BEGIN Excerpted records
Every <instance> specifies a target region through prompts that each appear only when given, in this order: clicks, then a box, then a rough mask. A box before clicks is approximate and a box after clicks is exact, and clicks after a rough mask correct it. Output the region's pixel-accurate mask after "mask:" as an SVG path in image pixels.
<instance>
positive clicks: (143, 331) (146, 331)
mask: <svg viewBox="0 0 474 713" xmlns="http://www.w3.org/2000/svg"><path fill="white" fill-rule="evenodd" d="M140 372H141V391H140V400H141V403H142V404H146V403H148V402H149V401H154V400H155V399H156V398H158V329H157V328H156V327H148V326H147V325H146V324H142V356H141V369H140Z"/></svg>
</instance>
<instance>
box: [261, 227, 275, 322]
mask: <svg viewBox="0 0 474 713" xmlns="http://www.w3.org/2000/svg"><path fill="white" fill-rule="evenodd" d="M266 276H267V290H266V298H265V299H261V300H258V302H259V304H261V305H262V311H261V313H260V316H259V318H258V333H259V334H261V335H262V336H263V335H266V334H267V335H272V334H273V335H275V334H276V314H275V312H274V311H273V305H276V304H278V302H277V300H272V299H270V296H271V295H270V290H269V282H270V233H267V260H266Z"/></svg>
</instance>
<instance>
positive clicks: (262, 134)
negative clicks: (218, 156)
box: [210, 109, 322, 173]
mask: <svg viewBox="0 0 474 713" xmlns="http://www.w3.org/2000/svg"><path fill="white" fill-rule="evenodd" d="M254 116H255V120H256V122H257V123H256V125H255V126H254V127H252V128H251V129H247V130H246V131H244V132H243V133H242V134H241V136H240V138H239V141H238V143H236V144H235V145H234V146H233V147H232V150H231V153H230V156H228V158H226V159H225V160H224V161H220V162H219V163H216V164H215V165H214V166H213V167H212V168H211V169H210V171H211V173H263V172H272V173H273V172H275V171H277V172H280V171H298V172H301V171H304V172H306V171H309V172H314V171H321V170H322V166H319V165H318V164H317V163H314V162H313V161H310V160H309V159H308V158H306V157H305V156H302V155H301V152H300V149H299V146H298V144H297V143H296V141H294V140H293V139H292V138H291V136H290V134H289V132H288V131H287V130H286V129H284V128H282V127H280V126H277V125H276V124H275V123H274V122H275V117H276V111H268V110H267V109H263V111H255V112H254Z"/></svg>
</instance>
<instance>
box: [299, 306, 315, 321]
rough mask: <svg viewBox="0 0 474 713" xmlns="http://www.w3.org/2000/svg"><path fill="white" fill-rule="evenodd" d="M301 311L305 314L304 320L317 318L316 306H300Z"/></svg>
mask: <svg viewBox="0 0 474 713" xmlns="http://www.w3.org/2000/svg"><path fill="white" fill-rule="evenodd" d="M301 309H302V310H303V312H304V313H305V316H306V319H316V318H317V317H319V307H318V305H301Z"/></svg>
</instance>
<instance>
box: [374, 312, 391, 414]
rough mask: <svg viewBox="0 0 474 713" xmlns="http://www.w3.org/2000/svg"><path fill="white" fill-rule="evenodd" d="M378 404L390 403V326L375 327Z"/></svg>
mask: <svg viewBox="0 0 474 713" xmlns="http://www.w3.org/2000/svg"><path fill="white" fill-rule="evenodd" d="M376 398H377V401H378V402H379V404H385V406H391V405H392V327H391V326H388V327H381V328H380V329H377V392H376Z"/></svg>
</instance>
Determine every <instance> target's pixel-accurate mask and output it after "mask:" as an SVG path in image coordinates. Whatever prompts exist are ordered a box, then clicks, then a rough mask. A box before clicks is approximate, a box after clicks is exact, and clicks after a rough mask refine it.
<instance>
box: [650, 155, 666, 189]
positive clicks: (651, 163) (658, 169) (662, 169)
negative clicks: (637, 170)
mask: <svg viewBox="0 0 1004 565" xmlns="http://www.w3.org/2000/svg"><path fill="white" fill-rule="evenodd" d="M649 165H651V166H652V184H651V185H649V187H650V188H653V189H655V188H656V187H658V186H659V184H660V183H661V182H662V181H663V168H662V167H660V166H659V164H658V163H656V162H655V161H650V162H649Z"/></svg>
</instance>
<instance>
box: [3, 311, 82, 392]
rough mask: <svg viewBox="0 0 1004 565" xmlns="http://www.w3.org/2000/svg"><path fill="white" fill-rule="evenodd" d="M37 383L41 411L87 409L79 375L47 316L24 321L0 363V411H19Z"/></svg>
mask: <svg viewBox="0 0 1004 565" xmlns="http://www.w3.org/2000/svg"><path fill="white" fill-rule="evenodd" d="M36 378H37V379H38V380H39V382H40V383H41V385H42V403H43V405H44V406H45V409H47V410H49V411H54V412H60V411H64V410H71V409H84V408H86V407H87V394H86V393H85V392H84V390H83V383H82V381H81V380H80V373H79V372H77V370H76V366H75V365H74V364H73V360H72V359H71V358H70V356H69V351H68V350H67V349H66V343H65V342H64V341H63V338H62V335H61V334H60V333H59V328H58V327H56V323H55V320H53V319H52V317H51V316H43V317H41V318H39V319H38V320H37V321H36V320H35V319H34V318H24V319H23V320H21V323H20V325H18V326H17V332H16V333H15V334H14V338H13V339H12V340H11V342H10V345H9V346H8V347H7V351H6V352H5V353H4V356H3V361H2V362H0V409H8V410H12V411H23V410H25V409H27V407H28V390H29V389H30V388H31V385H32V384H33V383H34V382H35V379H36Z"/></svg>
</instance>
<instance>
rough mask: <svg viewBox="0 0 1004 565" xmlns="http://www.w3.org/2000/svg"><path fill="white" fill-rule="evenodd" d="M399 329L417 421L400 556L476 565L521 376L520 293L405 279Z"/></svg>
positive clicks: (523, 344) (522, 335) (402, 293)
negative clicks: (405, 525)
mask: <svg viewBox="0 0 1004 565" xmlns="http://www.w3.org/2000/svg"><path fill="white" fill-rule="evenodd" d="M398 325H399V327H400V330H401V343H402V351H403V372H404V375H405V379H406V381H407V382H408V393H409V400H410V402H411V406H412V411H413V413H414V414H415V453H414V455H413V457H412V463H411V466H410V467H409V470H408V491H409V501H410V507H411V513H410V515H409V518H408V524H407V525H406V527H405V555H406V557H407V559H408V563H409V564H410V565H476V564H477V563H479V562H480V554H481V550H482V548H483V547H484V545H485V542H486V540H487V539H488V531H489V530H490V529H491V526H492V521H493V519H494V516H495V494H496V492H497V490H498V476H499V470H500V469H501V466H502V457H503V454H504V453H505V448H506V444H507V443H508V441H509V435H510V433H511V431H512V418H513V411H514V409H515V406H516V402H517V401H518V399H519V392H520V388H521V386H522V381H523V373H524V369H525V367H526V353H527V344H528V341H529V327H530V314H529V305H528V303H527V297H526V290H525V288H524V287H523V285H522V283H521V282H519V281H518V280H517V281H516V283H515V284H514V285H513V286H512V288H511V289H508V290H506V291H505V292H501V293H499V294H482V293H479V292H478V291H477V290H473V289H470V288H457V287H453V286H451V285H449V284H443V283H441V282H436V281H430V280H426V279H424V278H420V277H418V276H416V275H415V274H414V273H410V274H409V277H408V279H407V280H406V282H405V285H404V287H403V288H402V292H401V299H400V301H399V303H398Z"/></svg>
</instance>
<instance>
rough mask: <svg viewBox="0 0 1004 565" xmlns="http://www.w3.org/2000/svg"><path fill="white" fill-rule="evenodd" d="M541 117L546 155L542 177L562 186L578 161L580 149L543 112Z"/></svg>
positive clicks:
END Excerpted records
| Task item |
Within the data above, the lines from the one with "box: [299, 306, 315, 321]" to the one with "box: [374, 312, 391, 414]" must be repeated exactly; no other line belongs in the answer.

| Reply to the exercise |
box: [299, 306, 315, 321]
rough mask: <svg viewBox="0 0 474 713" xmlns="http://www.w3.org/2000/svg"><path fill="white" fill-rule="evenodd" d="M301 311L305 314L304 320L317 318L316 306H300Z"/></svg>
mask: <svg viewBox="0 0 474 713" xmlns="http://www.w3.org/2000/svg"><path fill="white" fill-rule="evenodd" d="M301 309H302V310H303V312H304V313H305V316H306V319H316V318H317V317H319V307H318V305H301Z"/></svg>
</instance>
<instance>
box: [374, 312, 391, 414]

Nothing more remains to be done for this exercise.